• [課題 A] リストの冒頭から「target: palm-like foliage」を含む行までの部分で、「outline」を「contour」に置き換えてください。それ以外は一切変えずに、その部分の行だけを出力してください。

- - -

2012-12-25 | つれづれなるままに

                

メリークリスマス!

mizukiさんの「白洲次郎」へのコメントに触発され、
エリス中尉、今年のクリスマスはターキーローストに挑戦した。

これは、その涙と笑いの製作過程の記録である。



製作一週間前、紀伊国屋にターキーを買いに行きました。
お花屋さんはシクラメンの花盛り。


さすが紀伊国屋、食肉コーナーの冷凍ケースには、山のようなターキー。
どれくらいホールターキーを購入する人がいるのか、ってくらいですが、
この辺は外国人もたくさん住んでいるので、クリスマスには売れるのでしょう。

わたしが見たこのケースの「横綱」がこのターキー。
一目見ただけで「うちのオーブンには入らない」とわかる巨大さ。
隣の「やや大きめ」と比べてみてください。

エリス中尉購入のベビーターキー。

オーブンが小さいのと、三人できっと食べきれないので、アメリカ産ではなく、
さらにそれより一回り小さいフランス産のターキーを買いました。
「一キロに付き一時間かけて解凍してください」とありましたが、
わたしはmizukiさんの御言葉を信じて、一週間前から解凍を始めました。
つまり、このあとすぐに冷蔵庫に直行です。



いよいよ調理日当日となりました。

- - -

• [課題 B] 上にあるクリスマスのターキーローストの文章を、一字も変えずに全文返してください。

- - -

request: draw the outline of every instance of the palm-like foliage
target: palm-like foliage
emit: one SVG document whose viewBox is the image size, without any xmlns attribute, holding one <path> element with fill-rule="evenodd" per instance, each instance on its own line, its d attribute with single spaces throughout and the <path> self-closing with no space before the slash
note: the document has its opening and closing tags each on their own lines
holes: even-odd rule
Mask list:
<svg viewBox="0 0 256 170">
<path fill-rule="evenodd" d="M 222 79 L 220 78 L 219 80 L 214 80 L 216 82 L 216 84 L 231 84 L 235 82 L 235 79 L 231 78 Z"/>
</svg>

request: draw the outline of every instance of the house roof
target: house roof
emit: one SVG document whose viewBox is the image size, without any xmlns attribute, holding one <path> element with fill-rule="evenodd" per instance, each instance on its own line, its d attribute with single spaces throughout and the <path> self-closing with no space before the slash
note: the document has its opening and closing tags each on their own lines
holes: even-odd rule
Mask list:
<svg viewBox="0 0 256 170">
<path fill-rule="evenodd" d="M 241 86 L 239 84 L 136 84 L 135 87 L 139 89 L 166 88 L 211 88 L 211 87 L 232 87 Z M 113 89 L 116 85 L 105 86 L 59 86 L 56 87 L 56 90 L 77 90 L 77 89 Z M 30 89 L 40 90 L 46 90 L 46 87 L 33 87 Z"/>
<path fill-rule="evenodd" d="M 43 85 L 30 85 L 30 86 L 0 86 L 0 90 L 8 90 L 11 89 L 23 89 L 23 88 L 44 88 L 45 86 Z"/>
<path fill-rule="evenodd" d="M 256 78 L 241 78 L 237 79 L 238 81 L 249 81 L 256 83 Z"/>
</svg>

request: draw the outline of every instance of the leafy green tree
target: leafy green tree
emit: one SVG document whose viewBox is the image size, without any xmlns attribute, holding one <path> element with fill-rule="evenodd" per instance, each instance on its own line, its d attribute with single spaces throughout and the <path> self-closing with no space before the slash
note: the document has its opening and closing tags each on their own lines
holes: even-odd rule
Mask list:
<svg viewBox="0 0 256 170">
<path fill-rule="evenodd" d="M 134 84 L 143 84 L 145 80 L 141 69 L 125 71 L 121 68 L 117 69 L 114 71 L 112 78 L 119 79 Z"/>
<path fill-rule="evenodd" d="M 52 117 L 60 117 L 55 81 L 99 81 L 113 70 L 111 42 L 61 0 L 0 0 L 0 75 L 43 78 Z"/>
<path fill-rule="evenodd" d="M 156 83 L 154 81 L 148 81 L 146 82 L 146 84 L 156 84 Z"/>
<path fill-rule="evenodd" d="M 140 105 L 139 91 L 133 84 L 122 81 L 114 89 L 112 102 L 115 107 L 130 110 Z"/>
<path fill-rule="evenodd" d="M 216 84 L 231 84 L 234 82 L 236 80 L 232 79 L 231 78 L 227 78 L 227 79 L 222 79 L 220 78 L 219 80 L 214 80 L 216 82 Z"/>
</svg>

- - -

• [解答 A]
request: draw the contour of every instance of the palm-like foliage
target: palm-like foliage

• [解答 B]
2012-12-25 | つれづれなるままに

                

メリークリスマス!

mizukiさんの「白洲次郎」へのコメントに触発され、
エリス中尉、今年のクリスマスはターキーローストに挑戦した。

これは、その涙と笑いの製作過程の記録である。



製作一週間前、紀伊国屋にターキーを買いに行きました。
お花屋さんはシクラメンの花盛り。


さすが紀伊国屋、食肉コーナーの冷凍ケースには、山のようなターキー。
どれくらいホールターキーを購入する人がいるのか、ってくらいですが、
この辺は外国人もたくさん住んでいるので、クリスマスには売れるのでしょう。

わたしが見たこのケースの「横綱」がこのターキー。
一目見ただけで「うちのオーブンには入らない」とわかる巨大さ。
隣の「やや大きめ」と比べてみてください。

エリス中尉購入のベビーターキー。

オーブンが小さいのと、三人できっと食べきれないので、アメリカ産ではなく、
さらにそれより一回り小さいフランス産のターキーを買いました。
「一キロに付き一時間かけて解凍してください」とありましたが、
わたしはmizukiさんの御言葉を信じて、一週間前から解凍を始めました。
つまり、このあとすぐに冷蔵庫に直行です。



いよいよ調理日当日となりました。